_EXCERPT TO READ_.

+ + + + +

6.8 Payment of Finder's Fee. As soon as practicable following
the Closing, Purchaser shall pay to Broadview a finder's fee of $295,000 in
connection with the transactions contemplated pursuant to this Agreement.
6.9 Opinion of Purchaser Counsel. The Company and the Selling
Shareholders shall have received from Xxxxxxx, Phleger & Xxxxxxxx LLP, counsel
to the Purchaser, an opinion dated as of the Closing, substantially in the form
attached hereto as Exhibit D.
7. Indemnification.
7.1 Right to Indemnification. Each of the Selling
Shareholders, jointly and severally, agrees to indemnify and hold harmless the
Purchaser (for purposes of Sections 7.1, 7.2 and 7.3 hereof, the "Indemnified
Party") from the date of the Closing until the date three (3) months after the
date of the Closing and each of the Selling Shareholders, severally, agrees to
indemnify and hold harmless the Indemified Party from the date three (3) months
after the date of the Closing until the first anniversary of the date of the
Closing from and against and shall reimburse the Indemnified Party against and
in respect of any and all losses, claims, damages, costs, expenses, obligations,
liabilities, remedies or penalties (collectively, "Losses") that the Indemnified
Party shall suffer or incur relating to, arising out of or in connection with
any breach or inaccuracy of the representations and warranties made by the
Company and Selling Shareholders in Sections 2 and 3 of this Agreement;
including any expenses reasonably incurred by the Indemnified Party in
connection with defending any such action or claim (including, without
limitation, reasonable fees and disbursements of counsel) in litigation to which
the Indemnified Party is a party. With respect to the foregoing, the Selling
Shareholders will not, however, be responsible for any Losses that are finally
judicially determined to have resulted from the bad faith or gross negligence of
the Indemnified Party.
7.2 Limitation. The liability of each Selling Shareholder
under this Section 7 and for any other Losses relating to, arising out of or in
connection with this Agreement or other transactions contemplated hereby shall
be limited to the Purchase Price set forth opposite each Selling Shareholder's
name on Schedule A hereto and no claim for indemnification hereunder shall be
asserted until Losses exceed $100,000 in the aggregate and such Losses exceed
$100,000, a claim by the Indemnified Party may be made for all additional Losses
above $100,000. A written notice specifying the specific basis for such claim
must be delivered to the Selling Shareholders before the first anniversary of
the date of the Closing. Section 7 is the exclusive remedy of the Purchaser with
respect to any Losses incurred as a result of the matters specified in Section
7.1, provided, however, nothing in this Section 7 shall limit, in any manner,
any remedy at law or in equity to which the
16.
21
Purchaser shall be entitled against the Selling Shareholders as a result of
wilful fraud or intentional misrepresentation by any Selling Shareholders.
In any case in which claims have been asserted as and when
required hereunder, the Selling Shareholders and the Indemnified Party agree
that the indemnity obligations of the Selling Shareholders with respect to such
matters shall continue in full force and effect until such matters have been
settled by agreement of the Selling Shareholders and the Indemnified Party.

+ + + + +

_SUPPLIED RECORDS_.

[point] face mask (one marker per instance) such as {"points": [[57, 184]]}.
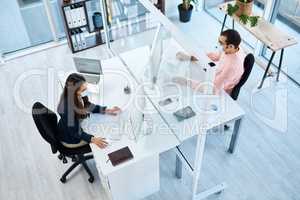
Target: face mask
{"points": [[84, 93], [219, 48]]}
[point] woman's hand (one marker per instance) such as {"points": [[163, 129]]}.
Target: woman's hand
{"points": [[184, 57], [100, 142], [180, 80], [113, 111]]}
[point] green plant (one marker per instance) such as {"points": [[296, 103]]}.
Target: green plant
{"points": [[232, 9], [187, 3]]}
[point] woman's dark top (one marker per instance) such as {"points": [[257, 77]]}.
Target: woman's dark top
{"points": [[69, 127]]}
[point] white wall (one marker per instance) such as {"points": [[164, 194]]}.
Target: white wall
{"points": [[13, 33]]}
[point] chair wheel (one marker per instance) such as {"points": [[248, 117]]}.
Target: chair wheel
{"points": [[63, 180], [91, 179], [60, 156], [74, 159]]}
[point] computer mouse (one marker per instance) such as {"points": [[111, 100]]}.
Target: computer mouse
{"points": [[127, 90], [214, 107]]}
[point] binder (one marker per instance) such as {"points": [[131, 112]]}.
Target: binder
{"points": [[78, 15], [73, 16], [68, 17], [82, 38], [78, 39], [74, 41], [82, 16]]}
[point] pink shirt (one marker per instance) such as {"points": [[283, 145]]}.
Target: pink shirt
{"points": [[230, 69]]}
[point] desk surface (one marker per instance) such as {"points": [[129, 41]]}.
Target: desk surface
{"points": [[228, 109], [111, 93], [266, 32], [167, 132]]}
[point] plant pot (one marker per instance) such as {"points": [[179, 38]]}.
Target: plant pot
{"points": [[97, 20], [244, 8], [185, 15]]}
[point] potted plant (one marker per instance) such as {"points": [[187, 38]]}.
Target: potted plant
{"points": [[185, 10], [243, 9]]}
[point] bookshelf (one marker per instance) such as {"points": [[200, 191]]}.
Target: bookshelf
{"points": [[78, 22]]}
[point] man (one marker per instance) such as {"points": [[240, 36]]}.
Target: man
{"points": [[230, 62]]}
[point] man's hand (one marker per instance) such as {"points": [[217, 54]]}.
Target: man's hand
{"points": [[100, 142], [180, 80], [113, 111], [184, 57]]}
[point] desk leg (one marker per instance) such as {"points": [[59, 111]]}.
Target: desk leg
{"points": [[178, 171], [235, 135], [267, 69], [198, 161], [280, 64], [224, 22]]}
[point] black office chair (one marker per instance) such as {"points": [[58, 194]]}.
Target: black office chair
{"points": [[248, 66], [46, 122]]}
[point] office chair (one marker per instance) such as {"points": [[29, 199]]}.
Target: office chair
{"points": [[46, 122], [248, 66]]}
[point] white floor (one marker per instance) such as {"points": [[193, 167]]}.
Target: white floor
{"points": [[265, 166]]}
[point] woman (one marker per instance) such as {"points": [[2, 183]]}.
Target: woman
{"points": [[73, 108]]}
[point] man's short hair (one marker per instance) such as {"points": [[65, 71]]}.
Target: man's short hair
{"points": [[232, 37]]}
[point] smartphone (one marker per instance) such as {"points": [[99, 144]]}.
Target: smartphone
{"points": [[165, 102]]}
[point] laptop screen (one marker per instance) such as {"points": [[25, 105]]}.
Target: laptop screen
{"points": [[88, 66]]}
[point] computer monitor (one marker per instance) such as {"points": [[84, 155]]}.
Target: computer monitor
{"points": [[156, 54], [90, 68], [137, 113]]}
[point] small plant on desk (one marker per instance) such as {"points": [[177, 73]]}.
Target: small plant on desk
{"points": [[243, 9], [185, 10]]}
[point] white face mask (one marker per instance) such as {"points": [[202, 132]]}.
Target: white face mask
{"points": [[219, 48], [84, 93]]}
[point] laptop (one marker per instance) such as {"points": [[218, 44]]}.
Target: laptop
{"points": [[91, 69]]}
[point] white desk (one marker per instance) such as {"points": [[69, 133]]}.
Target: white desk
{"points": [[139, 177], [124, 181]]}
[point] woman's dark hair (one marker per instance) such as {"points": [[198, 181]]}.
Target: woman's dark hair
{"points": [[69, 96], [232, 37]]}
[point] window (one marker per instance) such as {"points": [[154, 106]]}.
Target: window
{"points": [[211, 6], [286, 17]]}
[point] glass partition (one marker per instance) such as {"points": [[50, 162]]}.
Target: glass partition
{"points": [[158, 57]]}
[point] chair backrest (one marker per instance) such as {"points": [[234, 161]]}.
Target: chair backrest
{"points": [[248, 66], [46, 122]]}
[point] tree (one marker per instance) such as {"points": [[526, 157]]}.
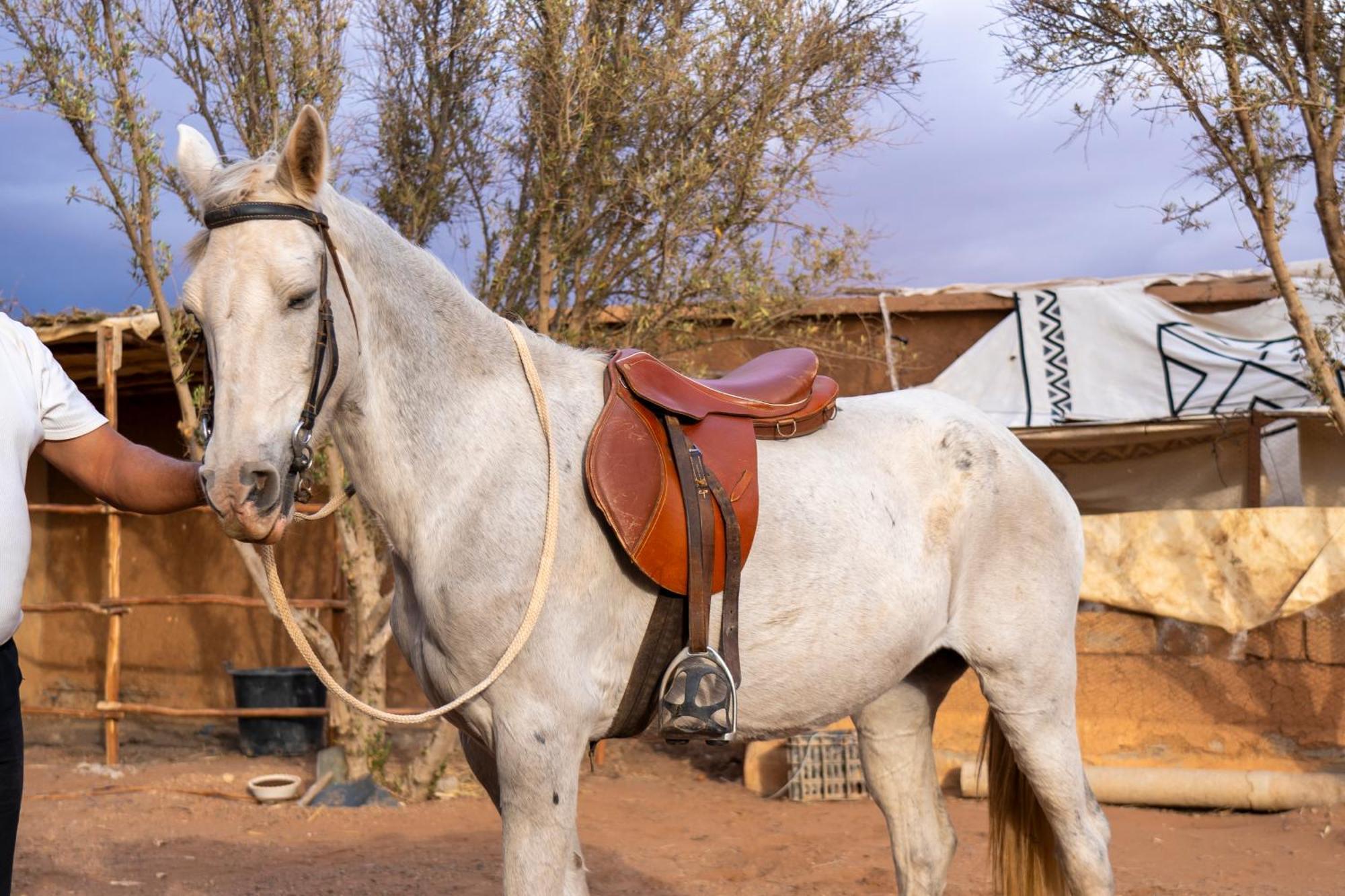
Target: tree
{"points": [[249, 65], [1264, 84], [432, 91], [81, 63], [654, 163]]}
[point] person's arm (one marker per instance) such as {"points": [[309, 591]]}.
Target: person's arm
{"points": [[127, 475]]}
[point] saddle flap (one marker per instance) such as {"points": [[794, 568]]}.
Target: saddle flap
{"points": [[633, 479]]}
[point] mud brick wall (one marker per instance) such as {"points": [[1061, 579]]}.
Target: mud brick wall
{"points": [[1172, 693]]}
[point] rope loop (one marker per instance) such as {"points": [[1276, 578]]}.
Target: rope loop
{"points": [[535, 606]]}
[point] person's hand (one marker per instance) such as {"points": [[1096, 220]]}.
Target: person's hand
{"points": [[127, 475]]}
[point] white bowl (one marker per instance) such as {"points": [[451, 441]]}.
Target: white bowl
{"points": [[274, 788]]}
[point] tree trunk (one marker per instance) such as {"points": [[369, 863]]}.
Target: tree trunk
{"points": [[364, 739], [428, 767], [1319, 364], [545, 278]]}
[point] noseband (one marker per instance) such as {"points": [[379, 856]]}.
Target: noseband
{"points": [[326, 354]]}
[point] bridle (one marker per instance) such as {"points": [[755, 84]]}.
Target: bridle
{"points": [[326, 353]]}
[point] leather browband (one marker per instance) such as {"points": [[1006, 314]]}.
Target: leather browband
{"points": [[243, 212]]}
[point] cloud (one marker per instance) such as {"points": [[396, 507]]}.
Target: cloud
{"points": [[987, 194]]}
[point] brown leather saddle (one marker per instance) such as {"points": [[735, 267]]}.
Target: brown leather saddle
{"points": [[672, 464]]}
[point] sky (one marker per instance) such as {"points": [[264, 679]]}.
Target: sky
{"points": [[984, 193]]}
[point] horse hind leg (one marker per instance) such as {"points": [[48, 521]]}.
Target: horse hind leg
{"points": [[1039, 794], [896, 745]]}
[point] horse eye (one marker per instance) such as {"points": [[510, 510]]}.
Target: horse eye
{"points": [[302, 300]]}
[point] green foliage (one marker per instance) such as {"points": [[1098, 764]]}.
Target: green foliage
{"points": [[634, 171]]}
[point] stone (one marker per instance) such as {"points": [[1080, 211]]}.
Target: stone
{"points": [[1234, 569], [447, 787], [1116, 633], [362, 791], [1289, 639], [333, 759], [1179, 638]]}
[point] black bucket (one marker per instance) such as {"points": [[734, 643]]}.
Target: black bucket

+ + + + +

_OBJECTIVES_.
[a] Answer these from the agreement excerpt, one line each:
(i) How large a finder's fee does the Purchaser pay to Broadview?
(ii) Losses must exceed what aggregate amount before a claim for indemnification may be asserted?
(iii) By when must the written notice specifying the basis for a claim reach the Selling Shareholders?
[b] Extend the agreement excerpt with the text that follows its final sentence.

_RESPONSES TO THE EXERCISE_.
[a]
(i) $295,000
(ii) $100,000
(iii) Before the first anniversary of the date of the Closing

[b]
7.3 Notification, Etc. In case any proceeding (including any
governmental investigation) shall be instituted involving the Indemnified Party,
the Indemnified Party shall promptly notify the Selling Shareholders in writing
and the Selling Shareholders, upon request of the Indemnified Party, shall
retain counsel reasonably satisfactory to the Indemnified Party to represent the
Indemnified Party and any others the Selling Shareholders may designate in such
proceeding and the fees and disbursements of such counsel related to such
proceeding shall be paid by the Selling Shareholders which shall thereupon
reduce the obligations of the Selling Shareholders in Section 7.2 hereof. In any
such proceeding, the Indemnified Party shall have the right to retain its own
counsel, but the fees and expenses of such counsel shall be at the expense of
the Indemnified Party. It is understood that the Selling Shareholders shall not,
in connection with any proceeding or related proceedings in the same
jurisdiction, be liable for the reasonable fees and expenses of more than one
separate firm (in addition to any local counsel) for the Indemnified Party. The
Selling Shareholders shall not be liable for any settlement of any proceeding
effected without the written consent of all of them, but if settled with such
consent or if there be a final judgment for the plaintiff, the Selling
Shareholders agree to indemnify the Indemnified Party from and against any loss
or liability by reason of such settlement or judgment. The rights of the
Indemnified Party to indemnification under this Section 7 are exclusive;
provided, however, that any rights or remedies asserted against the Selling
Shareholder shall be subject to the limitation set forth in Section 7.2 hereof.
8. Miscellaneous.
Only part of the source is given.